--- Start ---

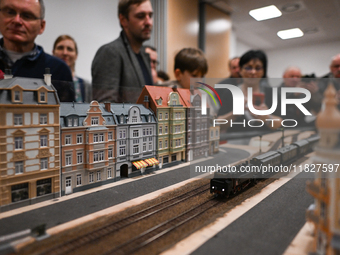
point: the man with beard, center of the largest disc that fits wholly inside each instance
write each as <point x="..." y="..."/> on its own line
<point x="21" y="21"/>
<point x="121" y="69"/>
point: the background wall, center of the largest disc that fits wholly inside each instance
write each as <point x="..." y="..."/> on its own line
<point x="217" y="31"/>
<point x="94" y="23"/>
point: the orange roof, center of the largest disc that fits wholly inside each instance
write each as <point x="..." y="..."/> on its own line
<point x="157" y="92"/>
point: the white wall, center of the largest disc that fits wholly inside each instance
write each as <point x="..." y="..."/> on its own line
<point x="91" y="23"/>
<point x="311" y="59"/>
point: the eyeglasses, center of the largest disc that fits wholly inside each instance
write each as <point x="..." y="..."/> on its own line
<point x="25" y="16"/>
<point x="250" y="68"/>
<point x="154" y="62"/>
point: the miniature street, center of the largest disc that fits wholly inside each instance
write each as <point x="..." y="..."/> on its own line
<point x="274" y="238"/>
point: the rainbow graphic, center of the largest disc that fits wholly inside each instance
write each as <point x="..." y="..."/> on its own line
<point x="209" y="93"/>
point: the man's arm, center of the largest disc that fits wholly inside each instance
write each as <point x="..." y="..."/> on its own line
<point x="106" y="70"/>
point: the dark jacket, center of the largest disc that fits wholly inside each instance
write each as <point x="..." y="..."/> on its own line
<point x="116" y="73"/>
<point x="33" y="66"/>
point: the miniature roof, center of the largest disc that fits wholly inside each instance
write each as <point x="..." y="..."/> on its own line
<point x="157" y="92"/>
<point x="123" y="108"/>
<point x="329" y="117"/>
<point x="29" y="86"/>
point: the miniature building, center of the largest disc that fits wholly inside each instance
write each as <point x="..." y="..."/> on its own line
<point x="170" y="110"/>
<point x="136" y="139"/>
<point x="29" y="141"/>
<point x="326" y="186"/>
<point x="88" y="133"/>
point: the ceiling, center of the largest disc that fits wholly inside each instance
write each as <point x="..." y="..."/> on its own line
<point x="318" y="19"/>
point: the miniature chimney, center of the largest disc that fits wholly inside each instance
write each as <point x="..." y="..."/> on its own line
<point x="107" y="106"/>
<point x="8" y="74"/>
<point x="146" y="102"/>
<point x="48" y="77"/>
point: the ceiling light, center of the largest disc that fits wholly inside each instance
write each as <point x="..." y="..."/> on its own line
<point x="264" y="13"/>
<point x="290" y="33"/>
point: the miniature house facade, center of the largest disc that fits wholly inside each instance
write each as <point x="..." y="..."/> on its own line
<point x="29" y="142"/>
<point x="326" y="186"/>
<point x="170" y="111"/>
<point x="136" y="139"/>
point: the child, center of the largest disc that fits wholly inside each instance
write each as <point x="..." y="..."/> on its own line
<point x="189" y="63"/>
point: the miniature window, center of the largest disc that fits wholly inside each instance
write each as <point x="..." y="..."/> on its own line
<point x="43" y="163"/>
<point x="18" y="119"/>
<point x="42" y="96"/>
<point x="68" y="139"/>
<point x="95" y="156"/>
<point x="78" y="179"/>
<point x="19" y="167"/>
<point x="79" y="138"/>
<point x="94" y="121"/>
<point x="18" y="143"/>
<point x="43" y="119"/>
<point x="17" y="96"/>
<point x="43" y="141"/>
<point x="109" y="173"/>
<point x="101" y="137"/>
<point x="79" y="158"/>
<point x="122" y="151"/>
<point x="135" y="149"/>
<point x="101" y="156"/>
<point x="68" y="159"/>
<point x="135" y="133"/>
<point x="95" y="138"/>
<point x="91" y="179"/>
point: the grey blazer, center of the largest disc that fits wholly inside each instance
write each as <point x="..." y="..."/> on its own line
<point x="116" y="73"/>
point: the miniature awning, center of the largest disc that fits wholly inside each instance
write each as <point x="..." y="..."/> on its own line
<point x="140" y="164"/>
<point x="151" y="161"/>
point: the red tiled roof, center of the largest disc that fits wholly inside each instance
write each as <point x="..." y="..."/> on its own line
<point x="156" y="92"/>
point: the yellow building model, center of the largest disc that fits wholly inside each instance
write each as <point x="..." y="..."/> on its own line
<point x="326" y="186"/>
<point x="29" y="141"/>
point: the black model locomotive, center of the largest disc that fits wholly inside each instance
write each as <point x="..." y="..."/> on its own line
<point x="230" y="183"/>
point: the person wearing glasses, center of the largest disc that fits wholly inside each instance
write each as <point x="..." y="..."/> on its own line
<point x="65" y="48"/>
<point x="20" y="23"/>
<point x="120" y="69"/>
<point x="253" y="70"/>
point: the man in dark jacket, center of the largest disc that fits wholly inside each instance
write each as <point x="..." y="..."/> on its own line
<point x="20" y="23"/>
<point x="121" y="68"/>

--- End ---

Copy again the rows that begin at the line containing "point: the person" and run through the end of the rows.

point: the person wearing glasses, center of the largest disc that fits wholly inside each instance
write each as <point x="..." y="..."/> on its own line
<point x="65" y="48"/>
<point x="20" y="23"/>
<point x="120" y="69"/>
<point x="253" y="70"/>
point: the man in dark jacket, center of the largest disc that fits wholly inside each instance
write each as <point x="..." y="..."/> on its own line
<point x="20" y="23"/>
<point x="121" y="68"/>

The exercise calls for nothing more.